**Texto fornecido:**
=-=-=-=-=

Há cinco décadas, ininterruptamente, uma cidade da serra gaúcha se transforma na capital do cinema brasileiro. Exibe filmes, recebe cineastas e celebridades, provoca histeria ao redor do tapete vermelho e é palco de debates contundentes. E distribui uma simpática estatueta sorridente, o Kikito, deus do bom humor.
Pode não ter uma praia que nem Cannes ou palácios como os de Veneza, mas tem hortênsias, chocolates e os pedalinhos no Lago Negro. Tem charme e relevância. Não é à toa que o Festival de Cinema de Gramado chega à 50ª edição, que será realizada entre 12 e 20 de agosto.
Tudo começou no verão de 1973, quando o primeiro festival foi realizado de 10 a 14 de janeiro, consagrando Toda Nudez Será Castigada, de Arnaldo Jabor, como o grande vencedor. Era outra Gramado, ainda sem tantos hotéis e o apelo turístico indelével que o município hoje possui. De lá para cá, a cidade se entrelaçou com a história do audiovisual no Brasil.
Foi o festival que pôs na vitrine Vai Trabalhar, Vagabundo (1974), de Hugo Carvana, o campeão de bilheteria Dona Flor e Seus Dois Maridos (1977), de Bruno Barreto, Lúcio Flávio, o Passageiro da Agonia (1978), de Hector Babenco, Edifício Master (2001), de Eduardo Coutinho, O Som ao Redor (2012), de Kleber Mendonça Filho — cineasta que voltaria ao festival para realizar a estreia nacional dos badalados Aquarius (2016) e Bacurau (2019), sempre fora de concurso.
A crítica de cinema Maria do Rosário Caetano, que frequenta o evento desde 1979, aponta que ele tem sido substancial para jogar luz sobre os filmes brasileiros.
— Gramado ainda tem essa aura e esse papel de chamar atenção para o cinema do país. É uma caixa de ressonância. É o festival que mais recebe mídia no Brasil. Que aparece na televisão, que aparece no imaginário do povo brasileiro. Para muitas pessoas, Gramado é sinônimo de festival — analisa.

=-=-=-=-=

**Informações fornecidas:**
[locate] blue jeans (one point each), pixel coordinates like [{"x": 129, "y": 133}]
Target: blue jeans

=-=-=-=-=

**Problemas:**
- 1) De acordo com o texto sobre o Festival de Gramado, qual filme foi o grande vencedor do primeiro festival, em 1973?
- 2) Por favor, reproduza o trecho do texto sobre o Festival de Gramado de "Foi o festival" até "os filmes brasileiros.".

**Gabarito:**
- 1) Toda Nudez Será Castigada, de Arnaldo Jabor.

- 2)
Foi o festival que pôs na vitrine Vai Trabalhar, Vagabundo (1974), de Hugo Carvana, o campeão de bilheteria Dona Flor e Seus Dois Maridos (1977), de Bruno Barreto, Lúcio Flávio, o Passageiro da Agonia (1978), de Hector Babenco, Edifício Master (2001), de Eduardo Coutinho, O Som ao Redor (2012), de Kleber Mendonça Filho — cineasta que voltaria ao festival para realizar a estreia nacional dos badalados Aquarius (2016) e Bacurau (2019), sempre fora de concurso.
A crítica de cinema Maria do Rosário Caetano, que frequenta o evento desde 1979, aponta que ele tem sido substancial para jogar luz sobre os filmes brasileiros.